▶ Source passage

Thanks for your reply .still I am facing the same issue.

As per your code, i have add the paragraph and finally,remove the node and save the document. This also not remove the image from the document.Please,kindly help me to solve this issue.Here I have attached the modified code .

I awaiting for your quick reply ASAP.

source:source.zip (1.2 KB)

Thanks & Regards,
Priyanga G

@priyanga,

I think, after executing your logic, you should remove all unwanted Shapes/Paragraphs from the source document at the end just before Save method:

Document doc = new Document("D:\\temp\\sampleforpartfigure\\sampleforpartfigure.docx");

// your logic goes here

// execute this new code to remove unwanted Shapes just before Save
NodeCollection shapes = doc.getChildNodes(NodeType.SHAPE, true);
for(Shape shape : (Iterable<Shape>) shapes) {
    shape.remove();
}
// execute this new code to remove unwanted Paragraphs just before Save
NodeCollection paragraphs = doc.getChildNodes(NodeType.PARAGRAPH, true);
for (Paragraph para : (Iterable<Paragraph>) paragraphs) {
    if (para.toString(SaveFormat.TEXT).trim().startsWith("Figure")) {
        para.remove();
    }
}

doc.save("D:\\temp\\sampleforpartfigure\\awjava-18.6.docx");

Hi @awais.hafeez,

Thanks for your reply.

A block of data
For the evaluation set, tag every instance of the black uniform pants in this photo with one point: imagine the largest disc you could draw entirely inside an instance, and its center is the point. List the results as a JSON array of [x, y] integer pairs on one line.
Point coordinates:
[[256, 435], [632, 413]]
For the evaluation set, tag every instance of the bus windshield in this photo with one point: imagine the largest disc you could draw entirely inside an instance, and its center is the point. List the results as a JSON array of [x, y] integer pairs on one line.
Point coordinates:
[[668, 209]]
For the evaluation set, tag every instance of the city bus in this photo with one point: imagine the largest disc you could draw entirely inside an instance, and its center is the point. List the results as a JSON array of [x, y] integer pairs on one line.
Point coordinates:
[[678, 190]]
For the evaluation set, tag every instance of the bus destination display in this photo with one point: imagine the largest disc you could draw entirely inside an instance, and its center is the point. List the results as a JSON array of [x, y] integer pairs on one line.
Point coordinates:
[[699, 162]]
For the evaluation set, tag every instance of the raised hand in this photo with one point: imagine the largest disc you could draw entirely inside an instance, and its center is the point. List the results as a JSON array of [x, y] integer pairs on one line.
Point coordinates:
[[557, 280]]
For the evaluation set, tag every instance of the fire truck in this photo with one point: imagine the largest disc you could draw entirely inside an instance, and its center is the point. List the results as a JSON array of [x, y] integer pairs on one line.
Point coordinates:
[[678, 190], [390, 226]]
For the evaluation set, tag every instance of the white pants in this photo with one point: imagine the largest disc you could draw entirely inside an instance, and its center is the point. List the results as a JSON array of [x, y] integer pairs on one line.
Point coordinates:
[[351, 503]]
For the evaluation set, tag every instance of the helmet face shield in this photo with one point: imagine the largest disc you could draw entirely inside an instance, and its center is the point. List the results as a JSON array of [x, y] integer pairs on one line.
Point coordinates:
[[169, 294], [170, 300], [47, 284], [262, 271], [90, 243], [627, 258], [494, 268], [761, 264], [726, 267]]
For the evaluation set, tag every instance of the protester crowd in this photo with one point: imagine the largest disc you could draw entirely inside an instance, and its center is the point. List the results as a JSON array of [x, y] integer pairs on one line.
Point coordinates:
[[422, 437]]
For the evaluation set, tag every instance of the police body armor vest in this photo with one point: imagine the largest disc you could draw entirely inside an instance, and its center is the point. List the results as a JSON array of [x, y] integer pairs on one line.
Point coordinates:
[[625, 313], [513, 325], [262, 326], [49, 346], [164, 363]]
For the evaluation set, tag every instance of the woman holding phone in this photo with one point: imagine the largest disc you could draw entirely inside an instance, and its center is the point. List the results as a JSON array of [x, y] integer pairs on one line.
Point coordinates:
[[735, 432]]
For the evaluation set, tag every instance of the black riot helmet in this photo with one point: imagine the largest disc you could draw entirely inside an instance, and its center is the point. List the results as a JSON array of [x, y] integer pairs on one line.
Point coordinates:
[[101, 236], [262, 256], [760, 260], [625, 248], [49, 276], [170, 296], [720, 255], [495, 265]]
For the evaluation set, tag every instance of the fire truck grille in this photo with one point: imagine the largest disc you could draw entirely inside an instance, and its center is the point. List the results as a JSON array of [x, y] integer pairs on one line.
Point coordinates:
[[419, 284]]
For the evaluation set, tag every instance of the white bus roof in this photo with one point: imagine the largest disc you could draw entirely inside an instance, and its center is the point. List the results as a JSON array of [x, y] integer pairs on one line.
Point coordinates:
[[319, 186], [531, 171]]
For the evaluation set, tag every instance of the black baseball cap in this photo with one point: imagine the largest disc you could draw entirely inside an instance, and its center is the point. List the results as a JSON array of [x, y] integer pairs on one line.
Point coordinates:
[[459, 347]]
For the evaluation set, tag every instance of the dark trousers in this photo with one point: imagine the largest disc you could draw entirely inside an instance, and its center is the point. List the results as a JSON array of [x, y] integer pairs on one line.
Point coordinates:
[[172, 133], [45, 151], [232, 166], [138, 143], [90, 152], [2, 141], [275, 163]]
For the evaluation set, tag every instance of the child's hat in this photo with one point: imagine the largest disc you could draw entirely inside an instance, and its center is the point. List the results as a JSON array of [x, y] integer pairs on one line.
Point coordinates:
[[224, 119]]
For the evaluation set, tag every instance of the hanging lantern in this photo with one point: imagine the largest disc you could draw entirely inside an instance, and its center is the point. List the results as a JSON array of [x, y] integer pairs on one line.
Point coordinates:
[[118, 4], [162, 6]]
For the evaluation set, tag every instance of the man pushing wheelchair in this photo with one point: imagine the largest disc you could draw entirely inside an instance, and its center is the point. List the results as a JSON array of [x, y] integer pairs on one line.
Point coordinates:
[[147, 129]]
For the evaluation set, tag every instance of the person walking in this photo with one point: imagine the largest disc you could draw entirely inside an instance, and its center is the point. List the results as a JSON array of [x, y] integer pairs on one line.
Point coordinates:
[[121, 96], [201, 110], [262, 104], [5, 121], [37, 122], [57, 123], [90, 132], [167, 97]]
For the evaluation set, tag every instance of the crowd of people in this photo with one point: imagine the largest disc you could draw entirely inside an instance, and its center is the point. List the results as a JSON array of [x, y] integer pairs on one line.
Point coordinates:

▶ Request 1
Can you reproduce the forum thread from "As per your" to "modified code .", word for word?
▶ Request 2
Could you turn the lines of the entries, from the line with "For the evaluation set, tag every instance of the bus windshield" to the line with "[[668, 209]]", into a Markdown table with the columns Row and Entry line, leaving out any blank lines?

▶ Full output 1
As per your code, i have add the paragraph and finally,remove the node and save the document. This also not remove the image from the document.Please,kindly help me to solve this issue.Here I have attached the modified code .

▶ Full output 2
| Row | Entry line |
|---|---|
| 1 | For the evaluation set, tag every instance of the bus windshield in this photo with one point: imagine the largest disc you could draw entirely inside an instance, and its center is the point. List the results as a JSON array of [x, y] integer pairs on one line. |
| 2 | Point coordinates: |
| 3 | [[668, 209]] |